- [PROBLEM TO WORK ON]: A word-for-word transcription of the data below is required.

------ INPUT DATA

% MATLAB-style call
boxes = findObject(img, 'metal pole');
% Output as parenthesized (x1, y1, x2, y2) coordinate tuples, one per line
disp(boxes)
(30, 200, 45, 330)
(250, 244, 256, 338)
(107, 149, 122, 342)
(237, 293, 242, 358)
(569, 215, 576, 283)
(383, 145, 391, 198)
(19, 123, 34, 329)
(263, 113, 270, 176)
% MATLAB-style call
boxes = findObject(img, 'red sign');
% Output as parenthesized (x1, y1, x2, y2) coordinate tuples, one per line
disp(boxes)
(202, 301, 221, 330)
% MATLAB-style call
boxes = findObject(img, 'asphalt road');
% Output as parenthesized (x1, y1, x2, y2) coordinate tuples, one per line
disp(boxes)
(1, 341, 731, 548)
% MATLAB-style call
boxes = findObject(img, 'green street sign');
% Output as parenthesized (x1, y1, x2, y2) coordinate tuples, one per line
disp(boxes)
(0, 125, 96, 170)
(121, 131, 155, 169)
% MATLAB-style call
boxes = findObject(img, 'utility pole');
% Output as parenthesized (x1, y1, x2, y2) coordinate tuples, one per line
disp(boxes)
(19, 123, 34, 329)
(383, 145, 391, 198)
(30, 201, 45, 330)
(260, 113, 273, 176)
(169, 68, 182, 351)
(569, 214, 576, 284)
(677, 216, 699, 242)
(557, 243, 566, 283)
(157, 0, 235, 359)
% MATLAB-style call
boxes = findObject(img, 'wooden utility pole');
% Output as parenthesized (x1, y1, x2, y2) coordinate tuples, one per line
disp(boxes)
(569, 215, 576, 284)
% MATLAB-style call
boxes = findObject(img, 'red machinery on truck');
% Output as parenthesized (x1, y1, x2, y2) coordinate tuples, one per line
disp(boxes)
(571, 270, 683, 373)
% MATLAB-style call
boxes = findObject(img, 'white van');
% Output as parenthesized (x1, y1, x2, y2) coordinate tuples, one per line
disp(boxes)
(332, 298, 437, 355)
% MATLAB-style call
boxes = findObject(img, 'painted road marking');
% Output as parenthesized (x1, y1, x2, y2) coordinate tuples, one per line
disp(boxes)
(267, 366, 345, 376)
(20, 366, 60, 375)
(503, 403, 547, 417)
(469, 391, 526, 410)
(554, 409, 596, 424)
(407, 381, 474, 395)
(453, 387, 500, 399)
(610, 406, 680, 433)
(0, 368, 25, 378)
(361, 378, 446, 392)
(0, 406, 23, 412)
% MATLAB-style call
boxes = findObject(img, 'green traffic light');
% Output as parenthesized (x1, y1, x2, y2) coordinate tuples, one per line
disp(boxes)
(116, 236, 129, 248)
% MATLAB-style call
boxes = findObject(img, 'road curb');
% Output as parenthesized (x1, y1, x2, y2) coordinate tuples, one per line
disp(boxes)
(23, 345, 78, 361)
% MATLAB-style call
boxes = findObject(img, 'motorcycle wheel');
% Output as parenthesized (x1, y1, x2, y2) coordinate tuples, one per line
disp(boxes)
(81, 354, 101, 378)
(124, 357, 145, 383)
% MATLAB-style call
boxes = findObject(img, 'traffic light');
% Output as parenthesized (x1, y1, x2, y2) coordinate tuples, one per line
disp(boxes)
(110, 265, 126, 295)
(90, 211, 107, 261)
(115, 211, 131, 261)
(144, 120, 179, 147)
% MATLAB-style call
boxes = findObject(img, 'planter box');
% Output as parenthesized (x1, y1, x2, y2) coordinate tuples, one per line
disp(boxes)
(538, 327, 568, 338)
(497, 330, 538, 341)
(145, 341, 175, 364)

------------

- [TASK SOLUTION]:
% MATLAB-style call
boxes = findObject(img, 'metal pole');
% Output as parenthesized (x1, y1, x2, y2) coordinate tuples, one per line
disp(boxes)
(30, 200, 45, 330)
(250, 244, 256, 338)
(107, 149, 122, 342)
(237, 293, 242, 358)
(569, 215, 576, 283)
(383, 145, 391, 198)
(19, 123, 34, 329)
(263, 113, 270, 176)
% MATLAB-style call
boxes = findObject(img, 'red sign');
% Output as parenthesized (x1, y1, x2, y2) coordinate tuples, one per line
disp(boxes)
(202, 301, 221, 330)
% MATLAB-style call
boxes = findObject(img, 'asphalt road');
% Output as parenthesized (x1, y1, x2, y2) coordinate tuples, one per line
disp(boxes)
(1, 341, 731, 548)
% MATLAB-style call
boxes = findObject(img, 'green street sign');
% Output as parenthesized (x1, y1, x2, y2) coordinate tuples, one per line
disp(boxes)
(0, 125, 96, 170)
(121, 131, 155, 169)
% MATLAB-style call
boxes = findObject(img, 'utility pole');
% Output as parenthesized (x1, y1, x2, y2) coordinate tuples, one per line
disp(boxes)
(19, 123, 34, 329)
(383, 145, 391, 198)
(30, 201, 45, 330)
(260, 113, 273, 176)
(169, 68, 182, 351)
(569, 214, 576, 284)
(677, 216, 699, 242)
(557, 243, 566, 283)
(157, 0, 235, 359)
% MATLAB-style call
boxes = findObject(img, 'wooden utility pole');
% Output as parenthesized (x1, y1, x2, y2) coordinate tuples, one per line
disp(boxes)
(569, 215, 576, 284)
% MATLAB-style call
boxes = findObject(img, 'red machinery on truck');
% Output as parenthesized (x1, y1, x2, y2) coordinate tuples, one per line
disp(boxes)
(571, 270, 683, 373)
% MATLAB-style call
boxes = findObject(img, 'white van');
% Output as parenthesized (x1, y1, x2, y2) coordinate tuples, one per line
disp(boxes)
(332, 298, 437, 355)
% MATLAB-style call
boxes = findObject(img, 'painted road marking');
% Output as parenthesized (x1, y1, x2, y2) coordinate tuples, one per line
disp(boxes)
(267, 366, 345, 376)
(20, 366, 60, 375)
(503, 403, 547, 417)
(469, 391, 526, 410)
(554, 409, 596, 424)
(407, 381, 474, 395)
(453, 387, 500, 399)
(610, 406, 680, 433)
(0, 368, 25, 378)
(361, 378, 446, 392)
(0, 406, 23, 412)
% MATLAB-style call
boxes = findObject(img, 'green traffic light');
% Output as parenthesized (x1, y1, x2, y2) coordinate tuples, one per line
disp(boxes)
(116, 236, 129, 248)
% MATLAB-style call
boxes = findObject(img, 'road curb');
% Output as parenthesized (x1, y1, x2, y2) coordinate tuples, one per line
disp(boxes)
(23, 345, 78, 361)
% MATLAB-style call
boxes = findObject(img, 'motorcycle wheel');
% Output as parenthesized (x1, y1, x2, y2) coordinate tuples, one per line
disp(boxes)
(81, 354, 101, 378)
(124, 357, 145, 383)
% MATLAB-style call
boxes = findObject(img, 'traffic light');
% Output as parenthesized (x1, y1, x2, y2) coordinate tuples, one per line
disp(boxes)
(110, 265, 126, 295)
(90, 211, 107, 261)
(115, 211, 131, 261)
(144, 120, 179, 147)
% MATLAB-style call
boxes = findObject(img, 'planter box');
% Output as parenthesized (x1, y1, x2, y2) coordinate tuples, one per line
disp(boxes)
(538, 327, 568, 338)
(497, 330, 538, 341)
(145, 341, 175, 364)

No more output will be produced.